Directions: Print the entries exactly; no image belongs in the copy.

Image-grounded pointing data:
○ ○ ○ ○
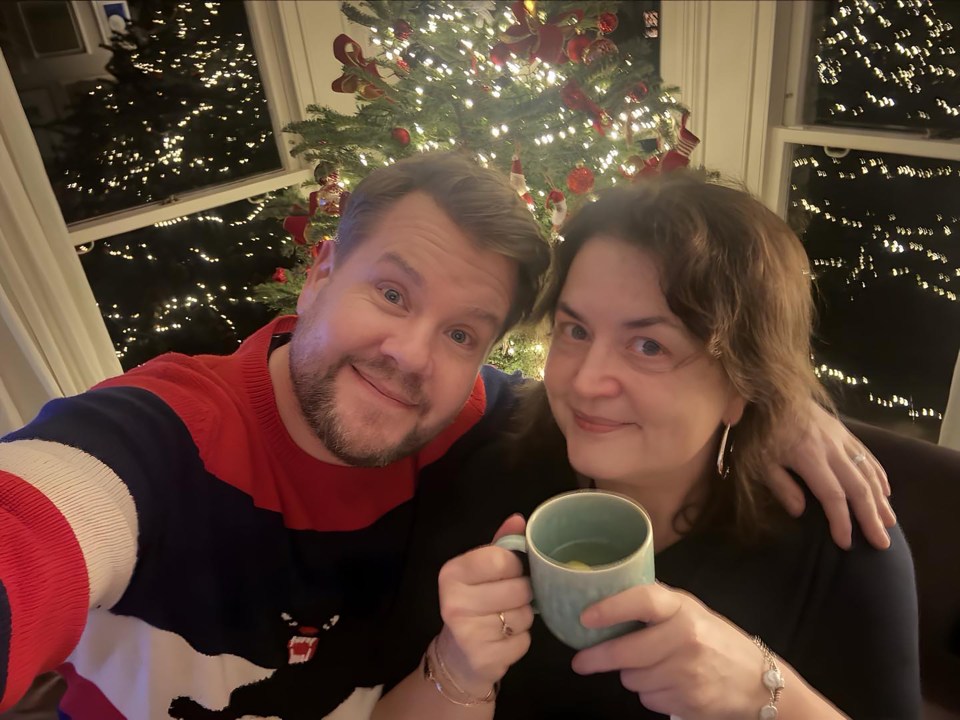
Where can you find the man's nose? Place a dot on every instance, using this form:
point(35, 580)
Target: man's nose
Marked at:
point(411, 347)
○ ○ ○ ○
Written reply:
Where can you find the man's nose? Place a dot on every instance, using this form:
point(35, 580)
Target: man's nose
Marked at:
point(411, 347)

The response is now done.